Your goal: Reproduce the material word for word; the images stay out.

+++ Data in this exercise +++

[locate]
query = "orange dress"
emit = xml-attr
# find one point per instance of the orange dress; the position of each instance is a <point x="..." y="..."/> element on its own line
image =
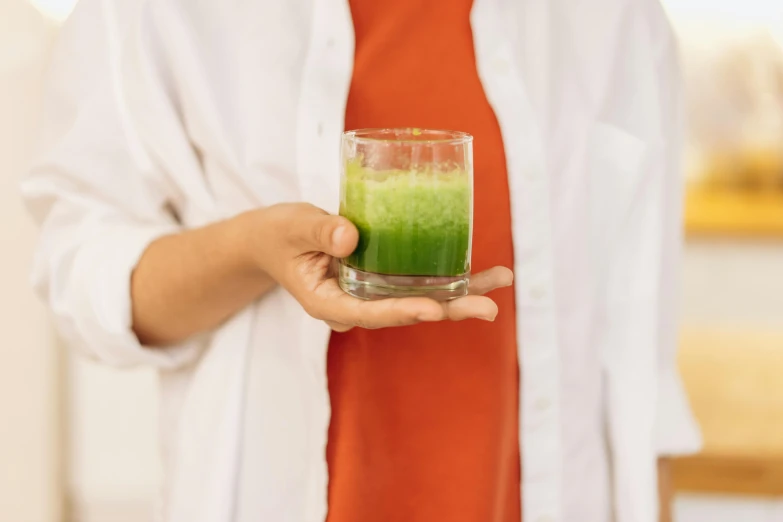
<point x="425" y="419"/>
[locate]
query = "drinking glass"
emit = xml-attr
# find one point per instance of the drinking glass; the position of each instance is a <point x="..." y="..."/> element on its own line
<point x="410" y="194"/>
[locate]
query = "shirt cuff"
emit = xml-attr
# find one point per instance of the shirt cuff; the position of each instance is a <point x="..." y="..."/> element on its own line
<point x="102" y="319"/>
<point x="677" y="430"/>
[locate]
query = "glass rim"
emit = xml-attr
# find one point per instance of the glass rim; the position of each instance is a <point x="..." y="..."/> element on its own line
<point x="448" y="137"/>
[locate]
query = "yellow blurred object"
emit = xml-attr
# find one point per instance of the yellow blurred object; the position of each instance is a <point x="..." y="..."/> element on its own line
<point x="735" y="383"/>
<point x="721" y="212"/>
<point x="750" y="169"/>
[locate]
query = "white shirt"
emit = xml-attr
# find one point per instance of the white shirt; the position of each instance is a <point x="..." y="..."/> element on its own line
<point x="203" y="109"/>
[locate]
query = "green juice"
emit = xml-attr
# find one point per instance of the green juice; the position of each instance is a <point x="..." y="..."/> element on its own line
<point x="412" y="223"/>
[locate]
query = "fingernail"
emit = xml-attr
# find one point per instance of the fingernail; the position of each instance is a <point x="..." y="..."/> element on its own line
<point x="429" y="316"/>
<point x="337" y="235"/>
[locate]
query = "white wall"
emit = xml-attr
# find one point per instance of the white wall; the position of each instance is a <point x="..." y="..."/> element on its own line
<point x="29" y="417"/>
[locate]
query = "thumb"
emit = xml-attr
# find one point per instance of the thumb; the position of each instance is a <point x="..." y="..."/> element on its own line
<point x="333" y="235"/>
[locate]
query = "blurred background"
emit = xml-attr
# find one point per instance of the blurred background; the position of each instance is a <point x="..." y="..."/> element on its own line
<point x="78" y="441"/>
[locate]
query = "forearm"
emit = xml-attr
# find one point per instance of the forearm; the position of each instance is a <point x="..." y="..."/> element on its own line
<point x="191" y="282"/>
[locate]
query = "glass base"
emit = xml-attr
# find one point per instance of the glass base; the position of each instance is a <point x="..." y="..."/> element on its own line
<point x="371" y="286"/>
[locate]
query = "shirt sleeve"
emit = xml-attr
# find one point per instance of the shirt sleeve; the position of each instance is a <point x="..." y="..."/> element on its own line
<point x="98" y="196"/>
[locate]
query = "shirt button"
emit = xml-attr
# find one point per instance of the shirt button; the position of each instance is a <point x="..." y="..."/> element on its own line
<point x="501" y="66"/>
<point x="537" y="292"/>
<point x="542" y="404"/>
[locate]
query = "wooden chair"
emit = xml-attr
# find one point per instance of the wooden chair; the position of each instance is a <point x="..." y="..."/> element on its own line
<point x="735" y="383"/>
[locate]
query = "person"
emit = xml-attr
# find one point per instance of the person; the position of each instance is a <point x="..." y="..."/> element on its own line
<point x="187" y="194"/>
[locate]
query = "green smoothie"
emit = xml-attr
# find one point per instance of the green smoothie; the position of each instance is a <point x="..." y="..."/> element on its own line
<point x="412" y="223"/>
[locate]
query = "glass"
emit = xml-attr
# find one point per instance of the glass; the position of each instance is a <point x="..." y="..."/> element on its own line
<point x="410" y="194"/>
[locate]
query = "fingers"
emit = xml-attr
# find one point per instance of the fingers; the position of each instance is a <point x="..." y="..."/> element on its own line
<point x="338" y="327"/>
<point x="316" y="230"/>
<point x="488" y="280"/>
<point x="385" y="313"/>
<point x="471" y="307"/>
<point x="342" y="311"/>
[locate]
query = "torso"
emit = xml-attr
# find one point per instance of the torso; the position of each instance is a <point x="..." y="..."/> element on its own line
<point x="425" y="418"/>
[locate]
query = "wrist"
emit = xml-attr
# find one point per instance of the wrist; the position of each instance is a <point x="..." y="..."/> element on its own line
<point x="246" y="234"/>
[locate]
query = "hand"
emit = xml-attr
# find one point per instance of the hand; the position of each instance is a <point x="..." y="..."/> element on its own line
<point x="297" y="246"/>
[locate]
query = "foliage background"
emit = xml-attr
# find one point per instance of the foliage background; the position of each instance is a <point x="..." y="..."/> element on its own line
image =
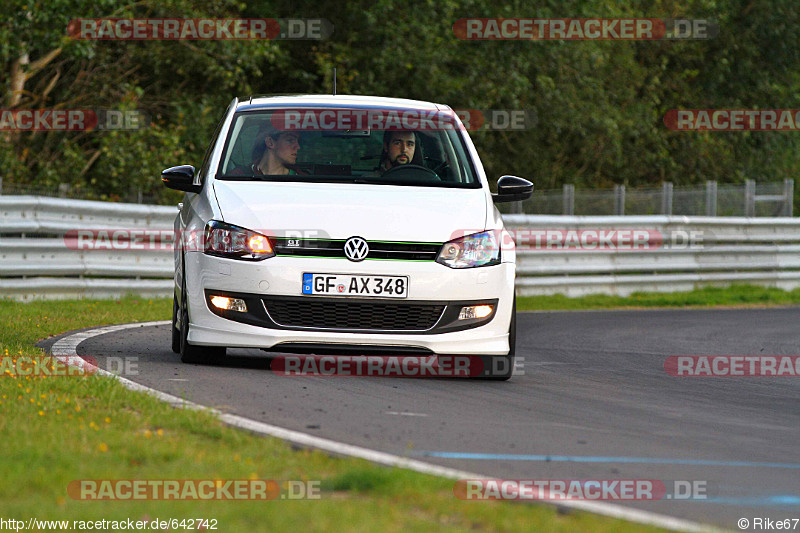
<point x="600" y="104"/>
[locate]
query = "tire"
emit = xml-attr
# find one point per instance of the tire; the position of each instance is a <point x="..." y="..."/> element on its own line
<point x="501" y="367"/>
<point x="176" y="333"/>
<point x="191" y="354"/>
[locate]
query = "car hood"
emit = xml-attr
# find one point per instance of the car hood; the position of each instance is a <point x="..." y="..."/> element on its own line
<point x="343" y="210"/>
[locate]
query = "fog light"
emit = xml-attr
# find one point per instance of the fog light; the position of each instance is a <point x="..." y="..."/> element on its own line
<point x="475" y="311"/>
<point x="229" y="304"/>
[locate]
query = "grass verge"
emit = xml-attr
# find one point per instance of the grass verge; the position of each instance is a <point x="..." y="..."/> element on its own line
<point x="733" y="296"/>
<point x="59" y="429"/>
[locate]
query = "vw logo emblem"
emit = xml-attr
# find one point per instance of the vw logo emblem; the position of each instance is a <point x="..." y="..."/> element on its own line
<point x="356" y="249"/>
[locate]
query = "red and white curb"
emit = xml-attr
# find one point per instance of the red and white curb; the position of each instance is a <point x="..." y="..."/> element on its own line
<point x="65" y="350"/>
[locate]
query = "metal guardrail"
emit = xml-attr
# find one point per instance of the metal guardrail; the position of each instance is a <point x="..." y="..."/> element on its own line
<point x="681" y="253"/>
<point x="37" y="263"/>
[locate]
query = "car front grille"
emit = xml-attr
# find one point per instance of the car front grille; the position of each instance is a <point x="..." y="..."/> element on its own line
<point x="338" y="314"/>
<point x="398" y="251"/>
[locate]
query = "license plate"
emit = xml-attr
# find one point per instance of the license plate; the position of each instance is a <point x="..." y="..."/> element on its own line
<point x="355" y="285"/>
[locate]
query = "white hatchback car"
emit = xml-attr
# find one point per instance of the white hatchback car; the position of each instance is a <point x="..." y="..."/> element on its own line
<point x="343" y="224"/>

+++

Solution for this problem:
[locate]
query = "orange dress"
emit = xml-attr
# find one point per instance of the orange dress; the position of each instance is a <point x="..." y="..."/> element on its own line
image =
<point x="425" y="419"/>
[locate]
query = "drinking glass"
emit = xml-attr
# find one point per instance of the drinking glass; the position of each instance is a <point x="..." y="..."/> element on its own line
<point x="410" y="194"/>
[locate]
query = "shirt cuff"
emit = xml-attr
# find one point per instance of the shirt cuff; the position of each instance is a <point x="..." y="..."/> element on its own line
<point x="102" y="319"/>
<point x="677" y="430"/>
[locate]
query = "glass rim"
emit = xml-attr
# find one point per instance of the glass rim; the position of each instance is a <point x="..." y="..."/> element on its own line
<point x="448" y="137"/>
[locate]
query = "yellow blurred object"
emit = xml-attr
# find one point per instance of the yellow blurred object; the position of each instance is a <point x="..." y="..."/> element on its own line
<point x="735" y="383"/>
<point x="721" y="212"/>
<point x="750" y="169"/>
[locate]
query = "white shirt"
emit = xml-attr
# find one point per instance of the white shirt; the position of each instance is a <point x="..." y="..."/> element on its own line
<point x="203" y="109"/>
[locate]
query = "green juice"
emit = xml-attr
# find one point per instance of the green juice; the position of each instance is a <point x="..." y="..."/> element on its own line
<point x="412" y="223"/>
[locate]
query = "fingernail"
emit = xml-attr
# find one point per instance of the fingernail; the position of each instance is a <point x="..." y="..."/> element on its own line
<point x="429" y="316"/>
<point x="337" y="235"/>
[locate]
query = "white wall"
emit = xml-attr
# find one point per instance of the white wall; the position of each instance is a <point x="..." y="..."/> element on its own line
<point x="29" y="417"/>
[locate]
query = "thumb"
emit = xml-attr
# find one point per instance of the thumb; the position of each instance is a <point x="..." y="..."/> element on its own line
<point x="333" y="235"/>
[locate]
query = "blurred background"
emit = xml-attr
# find one point per instance of the blurred background; the position of each instance is a <point x="..." y="..."/> element on its own line
<point x="78" y="441"/>
[locate]
query = "forearm"
emit = xml-attr
# find one point per instance of the forearm; the position of each instance is a <point x="..." y="..."/> element on its own line
<point x="191" y="282"/>
[locate]
query = "glass base"
emit = xml-attr
# find one point per instance of the glass base; the position of each instance is a <point x="..." y="..."/> element on its own line
<point x="371" y="286"/>
[locate]
query = "shirt sleeve"
emit = xml-attr
# find one point per instance of the shirt sleeve; the position of each instance is a <point x="..." y="..."/> element on its own line
<point x="98" y="196"/>
[locate]
query = "shirt button"
emit = xml-attr
# find one point per instance of the shirt button; the position of each instance is a <point x="..." y="..."/> element on its own line
<point x="501" y="66"/>
<point x="537" y="292"/>
<point x="542" y="404"/>
[locate]
query = "wooden chair"
emit = xml-attr
# find one point per instance of the wooden chair; the position of each instance is a <point x="..." y="..."/> element on its own line
<point x="735" y="383"/>
[locate]
query = "person"
emit = xml-attr
# find one point per instance of the person; the position of each instance is a <point x="..." y="..."/> element on its own line
<point x="187" y="194"/>
[locate]
query = "green smoothie"
emit = xml-attr
# find one point per instance of the green smoothie; the position of each instance is a <point x="..." y="..."/> element on its own line
<point x="412" y="223"/>
[locate]
query = "glass"
emit = xml-attr
# find one point per instance of the glass; the position of each instance is a <point x="..." y="..."/> element on its own line
<point x="410" y="194"/>
[locate]
query = "fingers"
emit = xml-attr
# find one point per instance of the fingers; the position of each instance is a <point x="..." y="..."/> element on its own line
<point x="338" y="327"/>
<point x="316" y="230"/>
<point x="488" y="280"/>
<point x="385" y="313"/>
<point x="471" y="307"/>
<point x="342" y="311"/>
[locate]
query = "torso"
emit = xml-attr
# find one point per instance of the torso; the position of each instance is a <point x="..." y="..."/> element on its own line
<point x="425" y="418"/>
[locate]
query = "wrist"
emit = xml-attr
# find one point per instance of the wrist; the position of each instance is a <point x="..." y="..."/> element on its own line
<point x="246" y="234"/>
[locate]
query = "hand"
emit = xml-attr
# find one point per instance of the hand; the position of each instance is a <point x="..." y="..."/> element on its own line
<point x="297" y="246"/>
[locate]
query = "foliage background"
emit = xml-attr
# find one point per instance of the foliage background; the position of each instance is a <point x="..." y="..."/> element on its own line
image =
<point x="600" y="104"/>
[locate]
query = "tire"
emit = xml-attr
# find one point per instance of the tire; the position of each instance is a <point x="..." y="..."/> element on its own line
<point x="501" y="367"/>
<point x="176" y="333"/>
<point x="191" y="354"/>
[locate]
query = "car hood"
emit = xml-attr
# find one point per instance of the car hood; the position of each instance is a <point x="..." y="..."/> element on its own line
<point x="343" y="210"/>
[locate]
query = "fog light"
emit = xml-attr
# find one point per instance of the fog light; the position of each instance is a <point x="..." y="..."/> element on its own line
<point x="475" y="311"/>
<point x="229" y="304"/>
[locate]
query = "grass verge"
emit = xml-attr
# find one point per instance of the grass verge; the position of each instance is a <point x="..." y="..."/> element on its own line
<point x="733" y="296"/>
<point x="59" y="429"/>
[locate]
query = "vw logo emblem"
emit = xml-attr
# find one point per instance of the vw logo emblem; the position of each instance is a <point x="..." y="..."/> element on its own line
<point x="356" y="249"/>
[locate]
query = "red and white curb"
emit = xml-attr
# find one point per instance of the red and white curb; the position of each instance is a <point x="..." y="..."/> element on its own line
<point x="65" y="350"/>
[locate]
query = "metal guardrail"
emit = xml-attr
# find one point per instance of the metal guardrail; the position of each instance is a <point x="..." y="..."/> element on its own line
<point x="681" y="253"/>
<point x="37" y="263"/>
[locate]
query = "car front grille"
emit = xml-attr
# find one point per instance of the car front grille; the position of each instance is a <point x="..." y="..."/> element on its own line
<point x="338" y="314"/>
<point x="398" y="251"/>
[locate]
query = "license plate"
emit = xml-attr
# find one point per instance of the license plate; the position of each instance is a <point x="..." y="..."/> element on its own line
<point x="355" y="285"/>
[locate]
query = "white hatchback car"
emit = xml-attr
# find one point per instance of the white hatchback car; the position of each instance is a <point x="..." y="..."/> element on its own line
<point x="343" y="224"/>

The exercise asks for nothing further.